EXCERPT TO READ:
<<<<
# PG AI - Natural Language Processing and Speech Recognition
# Project: Word Analogies

DESCRIPTION

In this project, I will show you how to train and evaluate Word2Vec models in  your business data using NLP.<br>
Word2Vec is a widely featured as a member of the “new wave” of machine learning algorithms based on neural networks, commonly referred to as "deep learning" (though word2vec itself is rather shallow). Using large amounts of unannotated plain text, word2vec learns relationships between words automatically. The output are vectors, one vector per word, with remarkable linear relationships that allow us to do things like vec(“king”) – vec(“man”) + vec(“woman”) =~ vec(“queen”), or vec(“Montreal Canadiens”) – vec(“Montreal”) + vec(“Toronto”) resembles the vector for “Toronto Maple Leafs”.<br>
Word2Vec is very useful in automatic text tagging, recommender systems, and machine translation. Here, I will show you the Python program to generate word vectors using Word2Vec.<br>

By Edson Teixeira<br>
teixeiraedson252@gmail.com <br>
December 29th 2021

In [1]:
# Step 1: Imports
import warnings
warnings.filterwarnings('ignore')
from nltk.tokenize import sent_tokenize, word_tokenize 
import gensim 
from gensim.models import Word2Vec

In [2]:
# Step 2: Datase
sample = open("word_analogy.txt", "r", encoding='cp1252') 
s = sample.read() 

In [3]:
# Step 3: Replaces escaped character with space
f = s.replace("\n", " ")
>>>>
WRITTEN PROBLEM 1:
In the Word2Vec word-analogy notebook, which three uses is Word2Vec said to be very useful for?
WRITTEN PROBLEM 2:
Write the next part of the Word2Vec word-analogy notebook, picking up right after its third step.

DATA SECTION:
<<<<
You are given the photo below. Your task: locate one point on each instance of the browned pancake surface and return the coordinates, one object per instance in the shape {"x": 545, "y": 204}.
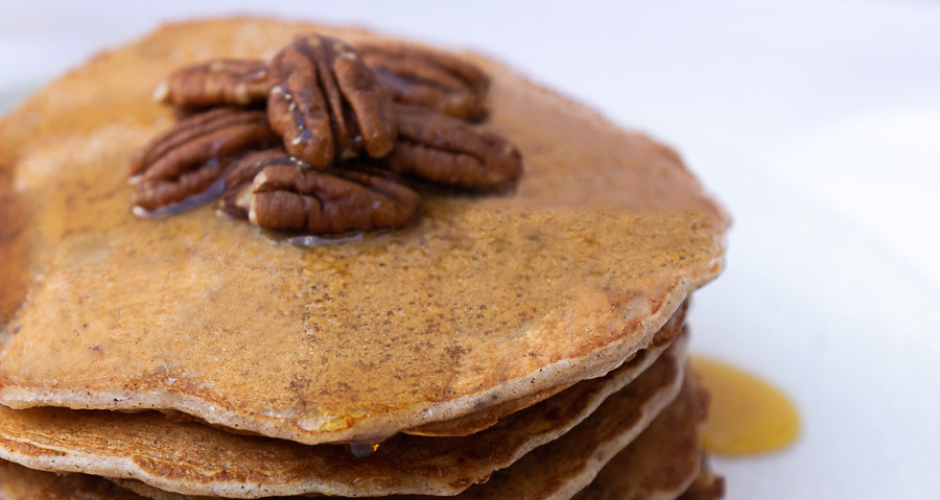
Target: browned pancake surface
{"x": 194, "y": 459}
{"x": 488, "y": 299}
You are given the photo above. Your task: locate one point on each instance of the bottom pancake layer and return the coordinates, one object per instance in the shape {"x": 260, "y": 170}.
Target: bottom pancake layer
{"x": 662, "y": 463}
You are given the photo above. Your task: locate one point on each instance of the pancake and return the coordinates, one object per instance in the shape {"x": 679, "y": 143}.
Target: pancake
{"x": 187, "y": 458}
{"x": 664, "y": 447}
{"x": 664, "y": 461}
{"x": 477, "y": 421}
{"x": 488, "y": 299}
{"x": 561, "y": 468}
>>>>
<<<<
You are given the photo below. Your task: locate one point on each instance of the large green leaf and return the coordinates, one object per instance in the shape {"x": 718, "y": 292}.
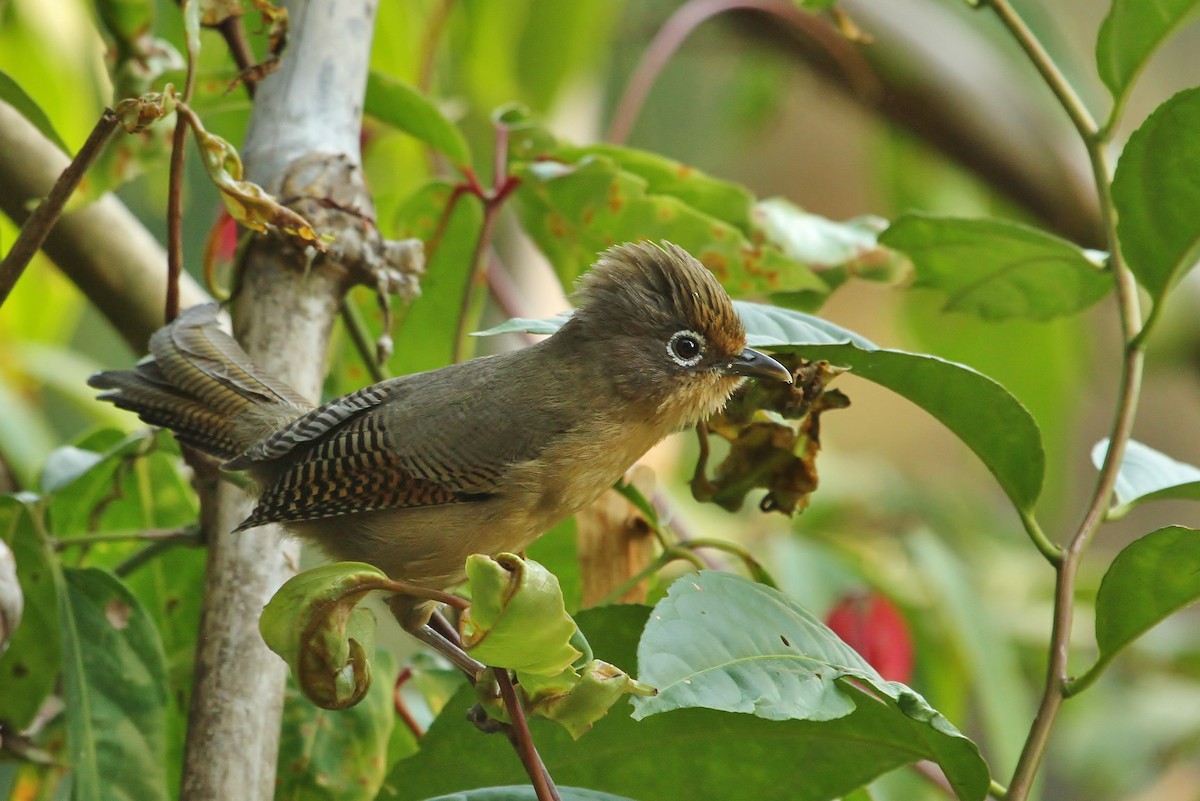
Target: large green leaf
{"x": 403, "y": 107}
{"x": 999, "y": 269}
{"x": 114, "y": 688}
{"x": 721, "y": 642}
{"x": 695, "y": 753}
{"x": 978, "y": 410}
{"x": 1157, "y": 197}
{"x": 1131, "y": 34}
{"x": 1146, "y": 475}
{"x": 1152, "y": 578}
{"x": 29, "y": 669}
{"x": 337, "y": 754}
>>>>
TASK RESPONSE 1:
Automatic text tagging, recommender systems, and machine translation.

TASK RESPONSE 2:
data=[]

In [4]:
# Step 4: Iterate each sentence in the file
for i in sent_tokenize(f): 
    temp = [] 
      
    # tokenize the sentence into words 
    for j in word_tokenize(i): 
        temp.append(j.lower()) 
  
    data.append(temp) 

In [5]:
# Step 5: Create CBOW (Continuous Bag of Words) Model
model1 = gensim.models.Word2Vec(data, min_count = 1,  
                              size = 100, window = 5)

In [6]:
# Step 6: Print results
print("Cosine similarity between 'alice' " + 
               "and 'wonderland' - CBOW : ", 
    model1.similarity('alice', 'wonderland')) 
      
print("Cosine similarity between 'alice' " +
                 "and 'machines' - CBOW : ", 
      model1.similarity('alice', 'machines')) 

Cosine similarity between 'alice' and 'wonderland' - CBOW :  0.99951744
Cosine similarity between 'alice' and 'machines' - CBOW :  0.9920805


In [7]:
# Step 7: Create a Skip Gram Model and print results
model2 = gensim.models.Word2Vec(data, min_count = 1, size = 100, window = 5, sg = 1) 

print("Cosine similarity between 'alice' " + "and 'wonderland' - Skip Gram : ", model2.similarity('alice', 'wonderland')) 
      
print("Cosine similarity between 'alice' " + "and 'machines' - Skip Gram : ", model2.similarity('alice', 'machines'))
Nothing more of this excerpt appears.